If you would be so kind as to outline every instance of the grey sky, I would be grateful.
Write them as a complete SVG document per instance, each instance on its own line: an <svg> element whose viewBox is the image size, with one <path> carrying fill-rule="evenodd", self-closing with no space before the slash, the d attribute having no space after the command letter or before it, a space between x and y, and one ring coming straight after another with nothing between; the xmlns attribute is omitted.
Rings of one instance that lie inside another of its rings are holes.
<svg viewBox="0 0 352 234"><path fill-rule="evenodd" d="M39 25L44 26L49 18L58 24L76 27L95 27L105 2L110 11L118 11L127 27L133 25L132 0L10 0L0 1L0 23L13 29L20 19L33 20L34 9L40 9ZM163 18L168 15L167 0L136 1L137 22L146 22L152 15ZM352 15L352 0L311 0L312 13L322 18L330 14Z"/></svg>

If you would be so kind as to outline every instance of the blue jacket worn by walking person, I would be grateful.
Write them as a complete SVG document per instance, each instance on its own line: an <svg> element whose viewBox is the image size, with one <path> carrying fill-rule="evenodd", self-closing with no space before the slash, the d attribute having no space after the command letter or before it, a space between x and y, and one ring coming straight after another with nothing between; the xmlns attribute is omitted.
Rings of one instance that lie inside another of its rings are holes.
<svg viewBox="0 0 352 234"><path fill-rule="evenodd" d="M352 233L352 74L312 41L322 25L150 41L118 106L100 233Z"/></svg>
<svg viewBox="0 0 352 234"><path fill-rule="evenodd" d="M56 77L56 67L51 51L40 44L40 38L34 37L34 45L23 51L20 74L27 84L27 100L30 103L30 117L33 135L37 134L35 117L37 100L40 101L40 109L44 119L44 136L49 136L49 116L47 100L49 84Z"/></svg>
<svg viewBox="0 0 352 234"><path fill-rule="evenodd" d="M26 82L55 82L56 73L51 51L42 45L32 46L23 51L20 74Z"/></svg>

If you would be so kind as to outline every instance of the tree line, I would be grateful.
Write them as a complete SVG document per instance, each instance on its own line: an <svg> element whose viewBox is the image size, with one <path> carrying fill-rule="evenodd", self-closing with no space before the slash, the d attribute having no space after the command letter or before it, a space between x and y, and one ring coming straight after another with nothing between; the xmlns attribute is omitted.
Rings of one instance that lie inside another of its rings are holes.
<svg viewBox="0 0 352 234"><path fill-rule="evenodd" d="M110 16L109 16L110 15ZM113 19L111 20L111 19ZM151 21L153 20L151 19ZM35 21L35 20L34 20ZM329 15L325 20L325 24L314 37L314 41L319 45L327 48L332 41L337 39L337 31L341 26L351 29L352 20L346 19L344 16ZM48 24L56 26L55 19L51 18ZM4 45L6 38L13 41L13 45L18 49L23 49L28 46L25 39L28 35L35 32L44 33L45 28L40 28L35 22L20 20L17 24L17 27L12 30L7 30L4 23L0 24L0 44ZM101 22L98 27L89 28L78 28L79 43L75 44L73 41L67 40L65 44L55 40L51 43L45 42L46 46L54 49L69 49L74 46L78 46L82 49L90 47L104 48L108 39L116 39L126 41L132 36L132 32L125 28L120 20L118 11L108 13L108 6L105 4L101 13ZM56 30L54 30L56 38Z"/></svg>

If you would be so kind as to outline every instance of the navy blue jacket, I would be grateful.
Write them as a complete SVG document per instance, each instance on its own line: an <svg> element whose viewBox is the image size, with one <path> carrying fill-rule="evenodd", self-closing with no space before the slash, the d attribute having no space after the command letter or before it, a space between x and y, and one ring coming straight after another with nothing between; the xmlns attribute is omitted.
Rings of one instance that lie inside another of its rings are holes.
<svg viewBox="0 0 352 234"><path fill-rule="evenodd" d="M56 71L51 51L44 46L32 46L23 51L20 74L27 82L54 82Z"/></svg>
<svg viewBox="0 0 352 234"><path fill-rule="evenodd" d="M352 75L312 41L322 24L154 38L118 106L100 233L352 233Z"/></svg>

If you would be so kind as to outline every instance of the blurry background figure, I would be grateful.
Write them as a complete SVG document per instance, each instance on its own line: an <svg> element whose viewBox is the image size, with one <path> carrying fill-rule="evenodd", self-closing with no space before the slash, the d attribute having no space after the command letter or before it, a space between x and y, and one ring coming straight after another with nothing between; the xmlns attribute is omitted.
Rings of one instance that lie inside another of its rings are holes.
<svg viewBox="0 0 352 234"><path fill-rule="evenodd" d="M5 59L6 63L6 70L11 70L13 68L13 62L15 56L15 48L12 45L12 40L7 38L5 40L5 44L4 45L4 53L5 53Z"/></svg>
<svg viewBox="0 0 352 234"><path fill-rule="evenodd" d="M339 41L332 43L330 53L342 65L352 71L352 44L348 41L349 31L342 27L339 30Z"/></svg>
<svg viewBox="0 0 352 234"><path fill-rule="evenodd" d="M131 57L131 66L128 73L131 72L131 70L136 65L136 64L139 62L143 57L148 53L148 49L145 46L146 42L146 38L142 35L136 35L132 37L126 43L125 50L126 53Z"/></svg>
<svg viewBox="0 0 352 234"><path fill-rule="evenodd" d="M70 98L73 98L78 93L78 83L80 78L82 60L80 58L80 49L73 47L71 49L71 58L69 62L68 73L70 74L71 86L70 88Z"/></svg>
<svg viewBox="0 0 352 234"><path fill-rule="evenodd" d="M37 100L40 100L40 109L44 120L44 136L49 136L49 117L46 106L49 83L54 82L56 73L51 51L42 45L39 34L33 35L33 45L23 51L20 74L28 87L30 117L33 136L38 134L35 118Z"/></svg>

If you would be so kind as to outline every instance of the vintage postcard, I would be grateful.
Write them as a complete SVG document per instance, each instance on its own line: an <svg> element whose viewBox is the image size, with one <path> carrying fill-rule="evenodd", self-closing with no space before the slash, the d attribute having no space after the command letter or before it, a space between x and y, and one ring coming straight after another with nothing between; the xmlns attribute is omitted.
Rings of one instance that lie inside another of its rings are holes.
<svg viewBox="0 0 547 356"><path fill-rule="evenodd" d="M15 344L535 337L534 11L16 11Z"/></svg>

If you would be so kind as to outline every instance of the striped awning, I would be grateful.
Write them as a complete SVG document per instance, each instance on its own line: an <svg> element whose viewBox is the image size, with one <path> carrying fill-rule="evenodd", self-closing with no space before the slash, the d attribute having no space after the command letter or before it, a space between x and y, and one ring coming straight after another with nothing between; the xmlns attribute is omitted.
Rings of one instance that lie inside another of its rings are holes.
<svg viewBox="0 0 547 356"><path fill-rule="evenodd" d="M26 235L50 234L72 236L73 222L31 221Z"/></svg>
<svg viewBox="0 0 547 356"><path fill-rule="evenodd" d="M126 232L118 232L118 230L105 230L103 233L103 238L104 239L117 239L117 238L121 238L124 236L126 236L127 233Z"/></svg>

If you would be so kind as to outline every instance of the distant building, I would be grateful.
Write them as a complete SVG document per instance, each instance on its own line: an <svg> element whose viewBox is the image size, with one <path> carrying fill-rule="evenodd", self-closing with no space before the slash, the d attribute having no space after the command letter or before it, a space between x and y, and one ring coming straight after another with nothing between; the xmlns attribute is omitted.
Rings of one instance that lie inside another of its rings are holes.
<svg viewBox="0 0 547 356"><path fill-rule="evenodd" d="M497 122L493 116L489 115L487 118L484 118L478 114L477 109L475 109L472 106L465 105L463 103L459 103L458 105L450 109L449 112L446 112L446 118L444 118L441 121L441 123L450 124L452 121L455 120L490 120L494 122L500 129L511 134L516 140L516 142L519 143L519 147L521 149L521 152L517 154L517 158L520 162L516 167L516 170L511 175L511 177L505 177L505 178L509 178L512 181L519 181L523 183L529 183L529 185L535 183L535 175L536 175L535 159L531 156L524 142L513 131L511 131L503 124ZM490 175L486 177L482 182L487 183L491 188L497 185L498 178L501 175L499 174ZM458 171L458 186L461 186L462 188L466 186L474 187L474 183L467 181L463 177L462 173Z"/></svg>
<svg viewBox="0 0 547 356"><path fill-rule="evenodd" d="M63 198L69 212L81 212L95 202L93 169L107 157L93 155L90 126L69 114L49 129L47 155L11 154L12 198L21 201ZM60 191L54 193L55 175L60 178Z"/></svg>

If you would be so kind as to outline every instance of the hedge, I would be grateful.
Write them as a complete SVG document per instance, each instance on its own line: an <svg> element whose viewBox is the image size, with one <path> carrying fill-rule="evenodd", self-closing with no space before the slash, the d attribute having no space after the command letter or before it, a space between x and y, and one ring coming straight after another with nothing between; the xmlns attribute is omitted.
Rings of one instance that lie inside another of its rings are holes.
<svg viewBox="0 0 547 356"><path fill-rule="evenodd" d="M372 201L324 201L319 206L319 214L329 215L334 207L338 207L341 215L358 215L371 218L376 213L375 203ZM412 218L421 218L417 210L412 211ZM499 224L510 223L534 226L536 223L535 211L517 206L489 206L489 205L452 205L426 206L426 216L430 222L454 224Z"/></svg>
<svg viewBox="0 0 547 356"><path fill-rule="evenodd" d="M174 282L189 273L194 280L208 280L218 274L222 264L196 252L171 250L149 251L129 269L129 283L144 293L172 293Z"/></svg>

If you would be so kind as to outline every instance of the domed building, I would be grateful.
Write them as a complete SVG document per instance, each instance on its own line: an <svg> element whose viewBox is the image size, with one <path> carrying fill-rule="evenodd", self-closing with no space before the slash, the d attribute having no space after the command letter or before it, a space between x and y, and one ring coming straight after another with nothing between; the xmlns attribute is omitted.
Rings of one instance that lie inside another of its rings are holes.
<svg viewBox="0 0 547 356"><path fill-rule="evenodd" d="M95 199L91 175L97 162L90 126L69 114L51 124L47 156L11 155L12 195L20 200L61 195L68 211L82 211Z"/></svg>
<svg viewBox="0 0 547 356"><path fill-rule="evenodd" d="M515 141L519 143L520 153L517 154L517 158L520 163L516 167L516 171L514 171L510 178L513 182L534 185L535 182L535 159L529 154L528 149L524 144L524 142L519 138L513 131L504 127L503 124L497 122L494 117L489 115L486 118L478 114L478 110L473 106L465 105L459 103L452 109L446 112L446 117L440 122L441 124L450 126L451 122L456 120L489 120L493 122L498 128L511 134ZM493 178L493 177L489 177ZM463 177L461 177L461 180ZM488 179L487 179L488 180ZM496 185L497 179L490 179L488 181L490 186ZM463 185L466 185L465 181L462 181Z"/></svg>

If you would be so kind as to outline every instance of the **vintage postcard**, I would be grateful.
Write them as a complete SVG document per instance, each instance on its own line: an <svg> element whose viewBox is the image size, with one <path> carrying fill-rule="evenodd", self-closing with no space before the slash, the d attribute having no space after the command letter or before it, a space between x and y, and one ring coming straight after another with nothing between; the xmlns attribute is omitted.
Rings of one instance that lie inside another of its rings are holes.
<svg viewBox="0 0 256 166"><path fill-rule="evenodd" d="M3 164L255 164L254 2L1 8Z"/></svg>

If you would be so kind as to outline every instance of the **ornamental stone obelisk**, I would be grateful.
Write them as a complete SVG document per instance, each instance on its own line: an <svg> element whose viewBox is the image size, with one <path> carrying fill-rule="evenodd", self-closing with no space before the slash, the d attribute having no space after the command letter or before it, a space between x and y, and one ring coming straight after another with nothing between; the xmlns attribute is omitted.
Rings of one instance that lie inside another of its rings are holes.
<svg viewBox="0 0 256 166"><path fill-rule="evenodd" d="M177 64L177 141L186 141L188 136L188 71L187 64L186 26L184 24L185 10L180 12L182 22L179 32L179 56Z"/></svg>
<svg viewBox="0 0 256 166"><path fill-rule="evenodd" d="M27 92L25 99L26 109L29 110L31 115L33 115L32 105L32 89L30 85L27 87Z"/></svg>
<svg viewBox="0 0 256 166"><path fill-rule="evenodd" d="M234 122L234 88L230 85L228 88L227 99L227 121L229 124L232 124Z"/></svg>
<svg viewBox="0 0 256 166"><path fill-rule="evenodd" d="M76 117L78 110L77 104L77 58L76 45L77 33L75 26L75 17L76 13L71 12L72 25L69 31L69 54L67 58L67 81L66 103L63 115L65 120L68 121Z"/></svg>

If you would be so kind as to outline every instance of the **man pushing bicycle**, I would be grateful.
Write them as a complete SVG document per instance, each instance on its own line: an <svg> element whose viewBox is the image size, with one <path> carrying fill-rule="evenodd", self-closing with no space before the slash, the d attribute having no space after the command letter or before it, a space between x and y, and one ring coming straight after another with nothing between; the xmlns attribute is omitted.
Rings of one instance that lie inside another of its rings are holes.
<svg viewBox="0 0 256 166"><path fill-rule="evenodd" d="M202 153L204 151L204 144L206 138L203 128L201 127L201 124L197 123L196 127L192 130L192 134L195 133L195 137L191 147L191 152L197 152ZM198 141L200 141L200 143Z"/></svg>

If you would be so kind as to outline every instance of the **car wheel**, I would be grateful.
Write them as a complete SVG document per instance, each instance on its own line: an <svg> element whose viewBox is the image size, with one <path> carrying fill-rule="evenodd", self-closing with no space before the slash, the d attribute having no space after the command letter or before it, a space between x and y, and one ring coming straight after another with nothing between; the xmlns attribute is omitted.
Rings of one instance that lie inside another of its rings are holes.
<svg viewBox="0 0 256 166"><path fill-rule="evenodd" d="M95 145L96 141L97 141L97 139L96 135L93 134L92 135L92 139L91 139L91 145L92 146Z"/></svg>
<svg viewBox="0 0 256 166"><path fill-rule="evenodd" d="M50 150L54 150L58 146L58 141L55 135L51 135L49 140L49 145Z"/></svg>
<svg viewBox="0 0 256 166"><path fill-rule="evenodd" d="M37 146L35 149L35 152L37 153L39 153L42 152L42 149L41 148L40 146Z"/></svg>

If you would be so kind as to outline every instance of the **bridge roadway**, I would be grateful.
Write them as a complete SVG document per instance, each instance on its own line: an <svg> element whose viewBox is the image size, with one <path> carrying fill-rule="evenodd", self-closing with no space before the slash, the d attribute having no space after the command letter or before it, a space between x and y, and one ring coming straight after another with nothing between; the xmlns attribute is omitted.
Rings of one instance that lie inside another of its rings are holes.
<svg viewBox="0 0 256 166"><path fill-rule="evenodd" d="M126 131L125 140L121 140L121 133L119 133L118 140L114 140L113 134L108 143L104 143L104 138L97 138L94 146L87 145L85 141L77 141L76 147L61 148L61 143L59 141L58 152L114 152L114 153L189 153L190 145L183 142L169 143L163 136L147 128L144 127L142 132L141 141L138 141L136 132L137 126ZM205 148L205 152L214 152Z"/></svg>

•••••

Please copy the stretch of the entries above from their very first line through the line containing "25L44 26L49 18L58", character for character, with nothing before or after it.

If you would be so kind as to outline every instance of the grey sky, I would be grateful.
Write them as a complete SVG document per instance, each instance on its own line: an <svg> element whose viewBox is the image size, with one <path> carrying fill-rule="evenodd", self-closing with no space before the slash, the d attribute having no space after the command letter or before it, a space between x and y, and one ring coming straight after another with nothing between; the xmlns attribute is omitted.
Rings of one instance that lie inside another of its rings are holes.
<svg viewBox="0 0 352 234"><path fill-rule="evenodd" d="M39 25L44 26L49 18L58 24L76 27L95 27L105 2L110 11L118 11L127 27L133 25L132 0L10 0L0 1L0 23L13 29L20 19L33 20L34 9L40 9ZM163 18L168 15L167 0L136 1L137 22L146 22L152 15ZM352 15L352 0L311 0L312 13L322 18L330 14Z"/></svg>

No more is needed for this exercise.